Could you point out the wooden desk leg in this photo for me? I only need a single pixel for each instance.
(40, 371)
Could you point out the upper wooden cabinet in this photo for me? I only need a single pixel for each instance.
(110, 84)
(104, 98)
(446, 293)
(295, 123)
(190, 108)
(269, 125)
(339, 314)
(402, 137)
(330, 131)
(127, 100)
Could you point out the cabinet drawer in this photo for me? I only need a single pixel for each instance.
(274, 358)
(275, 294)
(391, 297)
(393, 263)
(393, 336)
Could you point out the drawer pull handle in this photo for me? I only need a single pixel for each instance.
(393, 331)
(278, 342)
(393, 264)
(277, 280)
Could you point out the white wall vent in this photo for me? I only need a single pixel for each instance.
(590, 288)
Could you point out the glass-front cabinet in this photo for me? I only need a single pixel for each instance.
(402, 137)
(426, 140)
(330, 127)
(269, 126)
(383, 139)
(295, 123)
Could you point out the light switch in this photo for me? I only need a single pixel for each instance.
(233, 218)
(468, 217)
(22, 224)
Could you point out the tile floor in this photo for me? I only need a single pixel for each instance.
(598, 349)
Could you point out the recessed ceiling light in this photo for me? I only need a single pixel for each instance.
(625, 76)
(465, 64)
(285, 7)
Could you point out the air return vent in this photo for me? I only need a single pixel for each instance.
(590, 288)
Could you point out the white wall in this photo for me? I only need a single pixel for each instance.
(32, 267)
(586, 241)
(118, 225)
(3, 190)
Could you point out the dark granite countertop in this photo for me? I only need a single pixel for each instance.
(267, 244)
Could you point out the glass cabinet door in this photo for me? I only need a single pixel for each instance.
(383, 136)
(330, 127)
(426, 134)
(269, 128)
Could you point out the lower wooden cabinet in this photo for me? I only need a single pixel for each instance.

> [AIM]: Return every line of the material above verbatim and in its original order, without altering anything.

> [WRITTEN SOLUTION]:
Could you point out the wooden desk leg in this photo for me? I only need a single pixel for each instance.
(40, 371)
Could you point out the upper wooden cabinet in this photo for me? I only need a single pixel for each instance.
(110, 84)
(104, 98)
(446, 293)
(295, 123)
(190, 108)
(269, 125)
(339, 314)
(402, 137)
(330, 131)
(127, 100)
Could you point out the cabinet drawer in this photo for me? I only need a single pixel for each instance.
(274, 358)
(275, 294)
(391, 297)
(393, 263)
(393, 336)
Could you point out the drawer pull handle in this photo for me? I only need a single pixel for each instance.
(393, 331)
(278, 342)
(393, 264)
(277, 280)
Could you point out the white wall vent in this photo for me? I only need a single pixel for each instance.
(590, 288)
Could you point out the glass-front cabinet in this photo for me? I only need a single pixel for each instance.
(402, 137)
(426, 140)
(330, 127)
(269, 126)
(383, 139)
(295, 123)
Could you point out the light switch in this photo for me? I only need a single pixel for each instance.
(233, 218)
(468, 217)
(22, 224)
Could you point out the tile floor in this photo for me? I only need a single pixel for each instance.
(598, 349)
Could you point out the recessed ceiling light in this photo for me? I only need a single pixel for each instance.
(625, 76)
(465, 64)
(285, 7)
Could you point out the air return vent in this photo for me? I only need a single pixel for each instance.
(590, 288)
Could you point out the white wall in this photo for me? I only need a single pixel for each instance.
(32, 267)
(586, 241)
(118, 225)
(3, 190)
Could you point out the dark granite countertop in this photo for me? I only need a single pixel for each instance.
(267, 244)
Could you point out the glass cabinet door in this photo for me? I only need a single pixel for each instance.
(383, 136)
(330, 127)
(426, 134)
(269, 128)
Could you point out the lower wooden cabinet in this photo for me? I only need a single pixel for each instance.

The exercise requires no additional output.